Cette quête d’« imagibilité » des villes (pour reprendre ici Kevin Lynch[2]), à la fois de leur totalité et de leur réalité fragmentaire, est un processus historique dont les modalités de saisie discursive et visuelle ont été plurielles. La grande ville se raconte, elle se donne à voir, elle s’incarne dans des cartes, des maquettes, des plans, des photographies, des films, des romans. Nous avons été marqués par le travail de François Maspero et Anaïk Frantz qui ont arpenté les territoires du RER B pour ramener un récit qui fait aujourd’hui date dans la perception du Grand Paris[3]. Trente ans plus tard, en 2022, Luise Schröder participe à la commande des Regards du Grand Paris en proposant une série photographique et une installation, faisant des récits du Paris révolutionnaire la matière même de sa barricade littéraire[4]. [ Voir Fig. 1 ] [ Voir Fig. 2 ]

La séparation entre les représentations documentaires, décrivant un état présent, et les représentations projectuelles, anticipant un état à venir, n’est pas toujours si aisée. Car décrire, c’est déjà projeter, disait l’urbaniste Bernardo Secchi dans un dialogue avec l’historien André Corboz[5]. Et projeter permet d’ouvrir à d’autres rationalités. Cet entrelacement du projet et du constat, de l’imaginaire et du réel fait partie intégrante de la compréhension de la figure métropolitaine.

▶ **Énoncé du problème A**
Réécrivez l’extrait cité entre « La séparation entre » et « la figure métropolitaine. », inclus, en substituant « simple » à « aisée ».
▶ **Énoncé du problème B**
Répondez aux questions suivantes à partir de l’extrait cité.
(i) En quelle année Luise Schröder participe-t-elle à la commande des Regards du Grand Paris ?
(ii) Avec quel historien l’urbaniste Bernardo Secchi dialoguait-il ?
(iii) Quels territoires François Maspero et Anaïk Frantz ont-ils arpentés ?

▶ **Données fournies**
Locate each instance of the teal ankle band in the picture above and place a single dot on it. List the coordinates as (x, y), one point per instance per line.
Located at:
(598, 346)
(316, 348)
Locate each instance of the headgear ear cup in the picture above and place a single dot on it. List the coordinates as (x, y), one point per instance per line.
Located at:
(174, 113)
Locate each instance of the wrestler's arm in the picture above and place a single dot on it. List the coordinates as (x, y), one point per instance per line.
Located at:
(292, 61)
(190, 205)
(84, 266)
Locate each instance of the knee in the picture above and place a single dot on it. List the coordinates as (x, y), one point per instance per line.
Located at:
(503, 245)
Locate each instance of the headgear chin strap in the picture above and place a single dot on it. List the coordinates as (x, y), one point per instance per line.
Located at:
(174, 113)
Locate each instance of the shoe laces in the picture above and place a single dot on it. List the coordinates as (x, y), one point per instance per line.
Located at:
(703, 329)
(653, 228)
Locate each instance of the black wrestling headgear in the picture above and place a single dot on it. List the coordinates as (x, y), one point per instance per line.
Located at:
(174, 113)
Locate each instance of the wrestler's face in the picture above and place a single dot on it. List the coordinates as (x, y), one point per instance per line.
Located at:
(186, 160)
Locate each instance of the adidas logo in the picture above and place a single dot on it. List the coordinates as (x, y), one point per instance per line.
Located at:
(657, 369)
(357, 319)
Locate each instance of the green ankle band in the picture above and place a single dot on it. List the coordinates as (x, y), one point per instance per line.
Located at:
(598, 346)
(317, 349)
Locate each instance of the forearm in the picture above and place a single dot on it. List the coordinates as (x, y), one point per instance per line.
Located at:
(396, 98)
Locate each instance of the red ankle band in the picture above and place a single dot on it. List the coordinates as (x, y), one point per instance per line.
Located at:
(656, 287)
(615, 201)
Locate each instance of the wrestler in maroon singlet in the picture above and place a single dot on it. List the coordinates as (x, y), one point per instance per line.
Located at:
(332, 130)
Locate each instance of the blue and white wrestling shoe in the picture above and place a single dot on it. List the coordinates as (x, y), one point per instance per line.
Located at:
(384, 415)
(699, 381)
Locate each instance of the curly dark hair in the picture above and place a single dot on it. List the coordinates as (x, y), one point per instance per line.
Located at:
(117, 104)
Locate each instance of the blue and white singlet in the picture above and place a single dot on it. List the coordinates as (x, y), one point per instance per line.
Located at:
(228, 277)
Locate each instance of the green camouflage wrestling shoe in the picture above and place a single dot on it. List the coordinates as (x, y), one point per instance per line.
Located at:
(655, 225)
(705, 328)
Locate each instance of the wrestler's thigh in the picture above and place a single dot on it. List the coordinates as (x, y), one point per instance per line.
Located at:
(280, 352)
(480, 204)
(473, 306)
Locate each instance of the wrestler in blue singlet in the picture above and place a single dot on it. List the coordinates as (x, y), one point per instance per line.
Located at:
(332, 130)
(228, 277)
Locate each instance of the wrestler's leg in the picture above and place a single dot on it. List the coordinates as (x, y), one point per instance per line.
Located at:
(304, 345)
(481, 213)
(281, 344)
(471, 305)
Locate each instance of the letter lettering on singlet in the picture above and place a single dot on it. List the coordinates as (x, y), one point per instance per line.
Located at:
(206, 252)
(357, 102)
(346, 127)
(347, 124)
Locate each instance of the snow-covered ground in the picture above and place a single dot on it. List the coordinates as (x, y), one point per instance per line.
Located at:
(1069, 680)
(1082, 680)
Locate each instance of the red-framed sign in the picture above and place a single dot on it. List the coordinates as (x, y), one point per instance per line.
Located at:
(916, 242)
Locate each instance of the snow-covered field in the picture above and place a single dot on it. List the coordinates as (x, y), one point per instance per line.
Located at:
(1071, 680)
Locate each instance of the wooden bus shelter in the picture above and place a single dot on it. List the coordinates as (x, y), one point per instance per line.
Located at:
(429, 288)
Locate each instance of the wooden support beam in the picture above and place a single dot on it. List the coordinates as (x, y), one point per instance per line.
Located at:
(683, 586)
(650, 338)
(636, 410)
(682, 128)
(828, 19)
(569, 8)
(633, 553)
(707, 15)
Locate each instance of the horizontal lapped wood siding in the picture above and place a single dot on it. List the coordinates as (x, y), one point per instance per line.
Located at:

▶ **Réponse finale A**
La séparation entre les représentations documentaires, décrivant un état présent, et les représentations projectuelles, anticipant un état à venir, n’est pas toujours si simple. Car décrire, c’est déjà projeter, disait l’urbaniste Bernardo Secchi dans un dialogue avec l’historien André Corboz[5]. Et projeter permet d’ouvrir à d’autres rationalités. Cet entrelacement du projet et du constat, de l’imaginaire et du réel fait partie intégrante de la compréhension de la figure métropolitaine.

▶ **Réponse finale B**
(i) En 2022.
(ii) Avec André Corboz.
(iii) Les territoires du RER B.